- _Consigne 1_
Répondez aux questions suivantes sur le texte sur le défilé militaire nord-coréen.
(a) Quel jour la parade militaire était-elle prévue, et de quoi ce jour est-il l'anniversaire ?
(b) De quand datait le dernier défilé militaire mentionné ?
(c) Quel site américain est cité au sujet des images satellite des répétitions ?
- _Consigne 2_
Recopiez fidèlement un passage du texte sur le défilé militaire nord-coréen : commencez aux mots "En se muant" et arrêtez-vous après les mots "provoquer les USA.".
- _Consigne 3_
Poursuivez le texte sur le défilé militaire nord-coréen à partir de sa dernière phrase.

- _Extrait du texte_
------------------------------------------------------------

En se muant en chef de guerre qui ose défier sans vergogne les États-Unis, il renforce encore davantage son pouvoir. Malgré quelques gestes d’ouverture comme la participation de la République populaire démocratique de Corée (RPDC) aux Jeux olympiques d’hiver de Pyeongchang, le régime ne rate jamais une occasion de provoquer les USA.

Les insultes verbales entre Donald Trump et Kim Jong-un peuvent-elles dégénérer en conflit nucléaire ?
Les insultes verbales entre Donald Trump et Kim Jong-un peuvent-elles dégénérer en conflit nucléaire ? © Ahn Young-Joon/ISOPIX

Comme cette grandiloquente parade militaire prévue pour ce 8 février, jour anniversaire de la création de l’armée populaire.

La Corée du Nord a organisé jeudi un défilé militaire à Pyongyang, démonstration de force à 24 heures de l’ouverture des jeux Olympiques d’hiver au Sud. On pouvait voir sur des images mises en ligne de Pyongyang des camions remplis de soldats quitter le centre-ville, saluant la foule en liesse après avoir participé au défilé. Suivaient des chars et d’autres véhicules.

A la différence du dernier défilé militaire d’avril 2017, la télévision officielle nord-coréenne n’a pas diffusé celui-ci en direct.  » Le Nord a annoncé le mois dernier qu’il célébrerait cette année le 70e anniversaire de son armée le 8 février, au lieu du 25 avril. D’ordinaire, les défilés militaires nord-coréens rassemblent des milliers de soldats qui défilent au pas de l’oie et des centaines de véhicules blindés, avec comme point d’orgue une parade de missiles place Kim Il Sung, armements scrutés de près par des observateurs à l’affut des progrès technologiques du Nord. Mais rien de tout cela n’avait été repéré sur les images satellite des répétitions du défilé, selon le site américain respecté 38 North. Le Nord invite généralement des centaines de journalistes étrangers à ces manifestations, ce qui n’a pas été le cas cette fois ci, peut-être le signe qu’il entendait garder la haute main sur la perception de l’événement.

------------------------------------------------------------

- _Données de l'exercice_
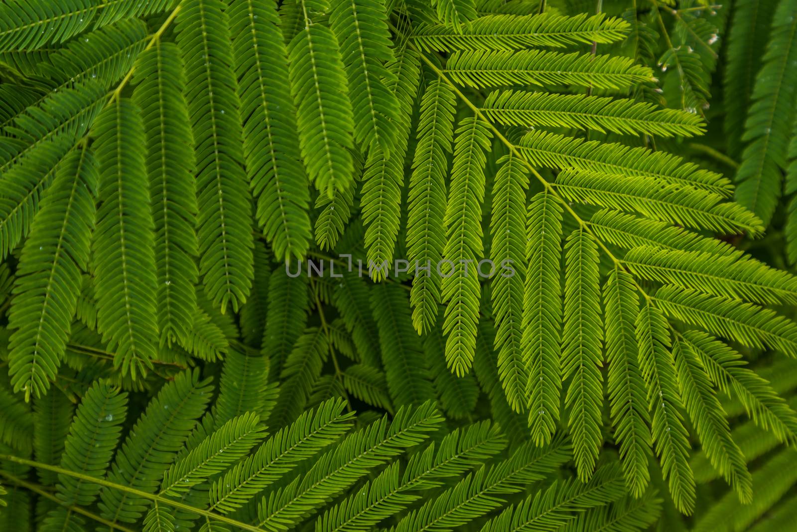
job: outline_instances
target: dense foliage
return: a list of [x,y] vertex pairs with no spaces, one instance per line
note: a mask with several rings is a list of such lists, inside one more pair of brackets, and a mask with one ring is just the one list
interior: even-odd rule
[[797,0],[0,0],[0,530],[785,530]]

------------------------------------------------------------

- _Réponse 1_
(a) Le 8 février, jour anniversaire de la création de l'armée populaire.
(b) D'avril 2017.
(c) 38 North.

- _Réponse 2_
En se muant en chef de guerre qui ose défier sans vergogne les États-Unis, il renforce encore davantage son pouvoir. Malgré quelques gestes d’ouverture comme la participation de la République populaire démocratique de Corée (RPDC) aux Jeux olympiques d’hiver de Pyeongchang, le régime ne rate jamais une occasion de provoquer les USA.

- _Réponse 3_
Flonflon et démonstration de force qui ne manqueront pas de titiller encore davantage la rage d’un Donald Trump qui le traite de « rocket man » et lui promet « le feu et la colère ». Après avoir essayé, sans succès, la discussion et de faire intervenir la Chine, le président américain n’utilise en effet plus que l’intimidation.

Une stratégie construite sur deux décennies

Face à lui, Kim Jong-un semble imperturbable et rend coup pour coup. Après tout, il ne fait que peaufiner habilement une stratégie établie il y a plus de 70 ans par son grand-père et poursuivie ensuite par son père. L’option nucléaire n’est en effet pas neuve en Corée du Nord. Loin de là même, puisqu’elle a été lancée dès 1962. Le choix du nucléaire est le choix du plus faible. Les Kim ne pouvant que se concentrer sur une chose: ce fut l’arsenal nucléaire. Avec une idée simple. Les USA n’attaquent pas les pays dotés d’une puissance nucléaire. Pour survivre, aux yeux des Kim, leur pays se devait d’avoir la bombe nucléaire.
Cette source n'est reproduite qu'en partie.